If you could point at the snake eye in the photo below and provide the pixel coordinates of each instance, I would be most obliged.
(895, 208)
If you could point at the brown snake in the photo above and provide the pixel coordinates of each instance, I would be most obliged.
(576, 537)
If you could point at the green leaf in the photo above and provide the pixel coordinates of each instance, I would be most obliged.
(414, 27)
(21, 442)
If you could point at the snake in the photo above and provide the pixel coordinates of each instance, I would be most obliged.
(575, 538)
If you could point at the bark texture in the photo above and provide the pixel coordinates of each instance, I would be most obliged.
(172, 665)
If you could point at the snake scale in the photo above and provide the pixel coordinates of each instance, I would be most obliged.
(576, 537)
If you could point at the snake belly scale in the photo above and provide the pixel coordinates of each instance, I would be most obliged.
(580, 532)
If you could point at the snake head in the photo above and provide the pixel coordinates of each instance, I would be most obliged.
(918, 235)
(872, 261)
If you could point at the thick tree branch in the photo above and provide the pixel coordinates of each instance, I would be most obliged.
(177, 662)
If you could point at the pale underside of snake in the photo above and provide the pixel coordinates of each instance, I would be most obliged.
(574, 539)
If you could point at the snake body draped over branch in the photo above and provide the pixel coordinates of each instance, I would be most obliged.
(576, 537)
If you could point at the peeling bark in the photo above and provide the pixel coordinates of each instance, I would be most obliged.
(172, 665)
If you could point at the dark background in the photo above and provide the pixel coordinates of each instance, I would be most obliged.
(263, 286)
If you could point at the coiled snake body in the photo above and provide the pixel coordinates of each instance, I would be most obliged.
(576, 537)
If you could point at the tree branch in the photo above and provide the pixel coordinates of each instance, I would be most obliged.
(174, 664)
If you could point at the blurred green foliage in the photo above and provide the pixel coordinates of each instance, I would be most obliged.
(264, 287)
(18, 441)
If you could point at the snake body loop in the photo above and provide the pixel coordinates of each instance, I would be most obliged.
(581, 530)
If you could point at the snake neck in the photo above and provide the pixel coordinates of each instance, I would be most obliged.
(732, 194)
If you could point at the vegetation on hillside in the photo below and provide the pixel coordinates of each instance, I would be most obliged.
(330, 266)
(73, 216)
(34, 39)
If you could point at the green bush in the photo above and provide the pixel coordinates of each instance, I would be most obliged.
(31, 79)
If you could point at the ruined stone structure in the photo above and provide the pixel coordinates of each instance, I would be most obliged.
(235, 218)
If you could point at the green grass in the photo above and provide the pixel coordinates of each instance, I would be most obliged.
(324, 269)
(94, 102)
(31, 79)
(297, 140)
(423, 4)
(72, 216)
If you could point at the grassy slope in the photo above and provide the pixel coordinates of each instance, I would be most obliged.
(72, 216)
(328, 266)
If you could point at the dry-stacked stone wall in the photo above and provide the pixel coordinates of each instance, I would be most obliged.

**Stated problem:** Give an exact repetition of all the material.

**Solution to the problem:**
If you could point at the snake eye in the photo below and provide the pixel coordinates of each instance, I would be most obliged.
(895, 208)
If you could point at the brown snake in the photo above and provide the pixel coordinates of each instance, I would be most obliged.
(576, 537)
If you could point at the green leaf in the photo above and provide the pixel coordinates of each instance, I would be most obliged.
(414, 27)
(21, 442)
If you could point at the snake in the photo above and provide the pixel coordinates of each instance, I would be most obliged.
(575, 538)
If you could point at the bark texture in the photo above and provide the pixel coordinates of each instance, I would be most obliged.
(172, 665)
If you could point at the snake scale in the photo above and provide the pixel coordinates of each instance, I would be most obliged.
(576, 537)
If you could point at the snake belly scale in the photo above and provide the pixel coordinates of each instance, I would be most obliged.
(580, 532)
If you could point at the snake head in the photo above and provide the pixel coordinates of each instance, I would be most obliged.
(918, 235)
(872, 261)
If you could point at the thick tree branch in the photo above and provide the pixel coordinates of each instance, I would be most obliged.
(177, 662)
If you could point at the pale underside of snake in the photo above and provide the pixel coordinates of each instance, I would be most obliged.
(574, 539)
If you could point at the snake body draped over branch in the photo above and provide the pixel coordinates of each instance, I would be most obliged.
(576, 537)
If you could point at the peeling bark in the photo above and provide the pixel coordinates of each instance, I would be most obliged.
(172, 665)
If you could point at the dark background in the photo above and provide the pixel coordinates of each instance, I would be most obliged.
(263, 286)
If you could point at the coiled snake body in the photo above and provide the pixel coordinates of each instance, I would be most obliged.
(576, 537)
If you could point at the tree branch in the photo above and provide the pixel coordinates of each instance, I would be most obliged.
(174, 664)
If you could point at the blurred green foliage in the photo above and provide the pixel coordinates of each instance, I would be most obliged.
(264, 287)
(18, 441)
If you could point at the snake body loop in the photo above and provide the pixel coordinates of each instance, I would be most obliged.
(581, 530)
If you could point at the snake neck in the photo above and provide the pixel coordinates of each instance, I would be most obliged.
(732, 194)
If you could point at the vegetation on hillside in the photo below and provide the pixel coordinates of each instance, I would be most obliged.
(330, 266)
(73, 216)
(34, 39)
If you could point at the green bush in the photo above and provide the pixel coordinates of each instance, I would be most obliged.
(31, 79)
If you could point at the ruined stone structure in the photo above and provide the pixel coordinates of each instance, I would be most obliged.
(235, 218)
If you could point at the green grass in the photo above and provide the pixel coordinates of each instance, I would be most obliged.
(324, 269)
(94, 102)
(31, 79)
(297, 140)
(423, 4)
(72, 216)
If you could point at the grassy slope in the photo above and provide the pixel coordinates of each instance, I would be most obliged.
(72, 216)
(328, 266)
If you could point at the dry-stacked stone wall in the photo above and provide the pixel coordinates of each instance, I would be most obliged.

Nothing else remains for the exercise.